# WORK TO COMPLETE:
The entries are to be reproduced word for word, with all images left out.

# Referring expression data:
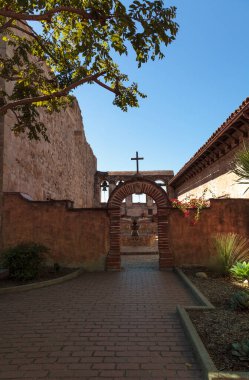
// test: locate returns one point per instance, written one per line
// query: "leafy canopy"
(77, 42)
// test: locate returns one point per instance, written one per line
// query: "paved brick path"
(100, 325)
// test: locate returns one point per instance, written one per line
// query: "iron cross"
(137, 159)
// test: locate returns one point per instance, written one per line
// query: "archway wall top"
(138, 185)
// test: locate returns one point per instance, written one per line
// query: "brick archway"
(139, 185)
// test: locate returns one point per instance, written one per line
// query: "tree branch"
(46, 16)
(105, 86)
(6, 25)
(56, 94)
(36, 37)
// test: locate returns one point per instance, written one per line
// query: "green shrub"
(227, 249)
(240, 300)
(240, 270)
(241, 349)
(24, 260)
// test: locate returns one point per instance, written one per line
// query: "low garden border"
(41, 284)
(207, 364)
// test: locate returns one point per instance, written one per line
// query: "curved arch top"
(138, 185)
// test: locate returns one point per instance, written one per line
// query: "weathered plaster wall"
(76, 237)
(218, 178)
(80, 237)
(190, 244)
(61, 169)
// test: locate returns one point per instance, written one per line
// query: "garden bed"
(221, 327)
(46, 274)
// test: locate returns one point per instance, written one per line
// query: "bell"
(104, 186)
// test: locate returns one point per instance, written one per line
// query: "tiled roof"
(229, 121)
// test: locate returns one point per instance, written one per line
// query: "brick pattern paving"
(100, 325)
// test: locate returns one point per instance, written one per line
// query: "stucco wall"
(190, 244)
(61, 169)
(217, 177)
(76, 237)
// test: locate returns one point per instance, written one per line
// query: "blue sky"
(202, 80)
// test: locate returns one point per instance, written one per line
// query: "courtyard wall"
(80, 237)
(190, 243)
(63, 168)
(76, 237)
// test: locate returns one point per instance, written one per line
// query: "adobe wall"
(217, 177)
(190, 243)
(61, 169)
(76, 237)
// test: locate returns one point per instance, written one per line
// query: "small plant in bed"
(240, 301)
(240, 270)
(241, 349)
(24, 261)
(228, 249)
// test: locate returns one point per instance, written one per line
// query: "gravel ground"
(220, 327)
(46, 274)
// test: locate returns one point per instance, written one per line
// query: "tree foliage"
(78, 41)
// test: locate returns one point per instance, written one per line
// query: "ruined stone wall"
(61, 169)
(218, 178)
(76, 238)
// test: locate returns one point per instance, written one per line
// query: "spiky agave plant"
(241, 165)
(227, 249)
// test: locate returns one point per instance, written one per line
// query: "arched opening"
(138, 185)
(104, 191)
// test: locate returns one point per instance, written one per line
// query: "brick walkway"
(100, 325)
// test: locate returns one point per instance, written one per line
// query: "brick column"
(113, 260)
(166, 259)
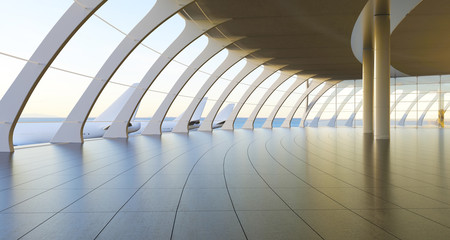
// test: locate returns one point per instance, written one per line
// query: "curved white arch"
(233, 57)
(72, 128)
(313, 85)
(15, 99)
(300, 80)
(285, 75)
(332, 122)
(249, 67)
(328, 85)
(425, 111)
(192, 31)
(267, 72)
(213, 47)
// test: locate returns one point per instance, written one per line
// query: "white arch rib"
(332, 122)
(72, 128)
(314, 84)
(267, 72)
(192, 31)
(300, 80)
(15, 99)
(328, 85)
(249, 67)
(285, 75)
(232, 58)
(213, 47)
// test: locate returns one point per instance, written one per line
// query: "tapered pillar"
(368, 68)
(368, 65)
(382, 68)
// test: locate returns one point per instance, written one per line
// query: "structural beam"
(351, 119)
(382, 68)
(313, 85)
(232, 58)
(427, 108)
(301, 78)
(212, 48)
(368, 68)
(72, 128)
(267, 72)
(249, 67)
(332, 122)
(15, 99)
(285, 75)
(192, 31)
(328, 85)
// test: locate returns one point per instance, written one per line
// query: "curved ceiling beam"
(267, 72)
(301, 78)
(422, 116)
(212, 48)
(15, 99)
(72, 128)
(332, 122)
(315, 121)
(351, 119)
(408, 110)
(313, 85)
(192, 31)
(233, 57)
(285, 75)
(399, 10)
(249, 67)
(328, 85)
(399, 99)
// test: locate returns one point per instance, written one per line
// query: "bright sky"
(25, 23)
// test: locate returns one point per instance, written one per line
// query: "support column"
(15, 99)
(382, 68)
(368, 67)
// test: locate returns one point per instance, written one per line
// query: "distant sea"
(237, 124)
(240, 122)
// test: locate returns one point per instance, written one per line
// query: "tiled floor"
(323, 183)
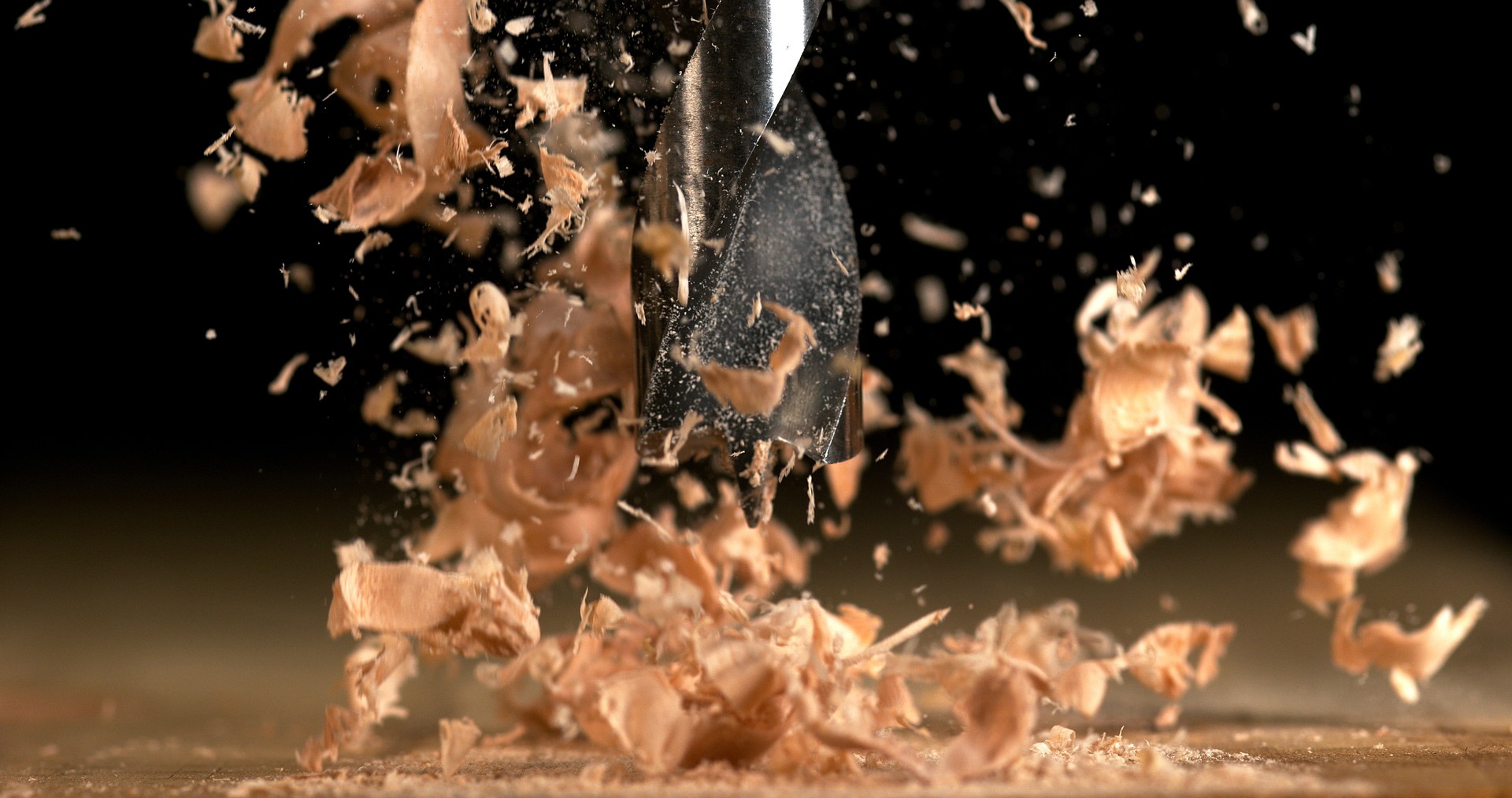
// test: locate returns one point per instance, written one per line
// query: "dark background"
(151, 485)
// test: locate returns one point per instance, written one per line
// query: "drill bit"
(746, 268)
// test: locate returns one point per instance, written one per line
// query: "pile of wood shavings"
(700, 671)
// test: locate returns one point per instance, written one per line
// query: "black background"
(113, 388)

# OUTPUT BELOW:
// test: locate returns one point per instance, written one per line
// query: "leafy canopy"
(77, 42)
// test: locate returns one point per instance, written one per line
// query: "paved brick path"
(100, 325)
// test: locate returns one point per instance, written one per line
// query: "iron cross"
(137, 159)
// test: locate returns one point per instance, written one per line
// query: "archway wall top"
(138, 185)
// test: locate returns one point per instance, written one per line
// query: "brick archway"
(139, 185)
// test: locate returns one point per instance, written one per line
// query: "tree branch"
(46, 16)
(105, 86)
(6, 25)
(56, 94)
(36, 37)
// test: locate returns one point per instance, written one per line
// query: "green shrub"
(227, 249)
(240, 300)
(240, 270)
(241, 349)
(24, 260)
// test: locate returns one point per instance, written one per line
// query: "low garden border"
(41, 284)
(207, 364)
// test: locate returns one point per instance, written one per line
// query: "curved arch top"
(138, 185)
// test: locate returns one point per instance, written one per line
// query: "weathered plaster wall"
(76, 237)
(218, 178)
(80, 237)
(190, 244)
(61, 169)
// test: locate returns one point per instance, written one per line
// query: "garden bed"
(221, 327)
(46, 274)
// test: locate returns one point per instance, written one per line
// query: "bell"
(104, 186)
// test: locate returns one point per instance, written one per line
// query: "tiled roof"
(229, 121)
// test: locate returns one point per instance, written one per line
// query: "brick pattern paving"
(100, 325)
// test: locate returns one point per instance, written one per line
// query: "stucco wall"
(190, 244)
(61, 169)
(217, 177)
(76, 237)
// test: locate returns one point per instance, written one per line
// query: "blue sky"
(202, 80)
// test: locate returns one point per instance, written one per line
// query: "courtyard wall"
(80, 237)
(190, 243)
(63, 168)
(76, 237)
// test: locate returns one point per instance, written one per line
// query: "adobe wall"
(217, 177)
(190, 243)
(61, 169)
(76, 237)
// test: locate returns one point per instance, written one per line
// query: "small plant in bed"
(240, 301)
(240, 270)
(241, 349)
(24, 261)
(228, 249)
// test: locate returns one point per instance, written one per line
// query: "gravel ground"
(220, 327)
(46, 274)
// test: locate returns one point per instance, written one per line
// query: "tree foliage"
(78, 41)
// test: locate returns one point per instance, written one per line
// query: "ruined stone wall"
(61, 169)
(218, 178)
(76, 238)
// test: locate returns one point per instance, written one per line
// query: "spiky agave plant"
(241, 165)
(227, 249)
// test: locate returns one point per instance, written one per line
// query: "arched opening"
(138, 185)
(104, 191)
// test: locate returns one point per instance, written one per line
// query: "brick walkway"
(100, 325)
// test: locate returns one point per instance, written one per line
// query: "brick column"
(113, 260)
(166, 259)
// test: locate returns one point per instance, written one per line
// query: "curved white arch"
(233, 57)
(72, 128)
(313, 85)
(15, 99)
(300, 80)
(285, 75)
(332, 122)
(249, 67)
(328, 85)
(425, 111)
(192, 31)
(267, 72)
(213, 47)
// test: locate returns one point per instance, written one per line
// query: "white arch rib"
(332, 122)
(72, 128)
(314, 84)
(267, 72)
(192, 31)
(300, 80)
(15, 99)
(328, 85)
(249, 67)
(285, 75)
(232, 58)
(213, 47)
// test: locate returns one point per instance, written one per line
// query: "tapered pillar"
(368, 68)
(368, 65)
(382, 68)
// test: locate returns one point per instance, written one per line
// query: "structural beam"
(351, 119)
(382, 68)
(313, 85)
(232, 58)
(427, 108)
(301, 78)
(212, 48)
(368, 68)
(72, 128)
(267, 72)
(249, 67)
(332, 122)
(15, 99)
(285, 75)
(192, 31)
(328, 85)
// test: locate returns one point per instance, written one per line
// query: "curved ceiling beam"
(267, 72)
(301, 78)
(422, 116)
(212, 48)
(15, 99)
(72, 128)
(332, 122)
(315, 121)
(351, 119)
(408, 110)
(313, 85)
(192, 31)
(233, 57)
(285, 75)
(399, 10)
(249, 67)
(328, 85)
(399, 99)
// test: locate returns one point per instance, written one per line
// query: "bright sky"
(25, 23)
// test: locate returns one point per instance, written one per line
// query: "support column"
(15, 99)
(382, 68)
(368, 67)
// test: locate returns one point per instance, written one per line
// query: "distant sea"
(237, 124)
(240, 122)
// test: locate returns one point per instance, written one per line
// query: "tiled floor"
(323, 183)
// test: locate returns one point per instance, written one per line
// query: "dark background"
(151, 485)
// test: locate returns one point per instance, written one per line
// query: "drill bit"
(746, 268)
// test: locate returns one point per instance, written one per line
// query: "pile of wood shavings"
(700, 671)
// test: locate returns one point per instance, written one per line
// query: "black background"
(113, 388)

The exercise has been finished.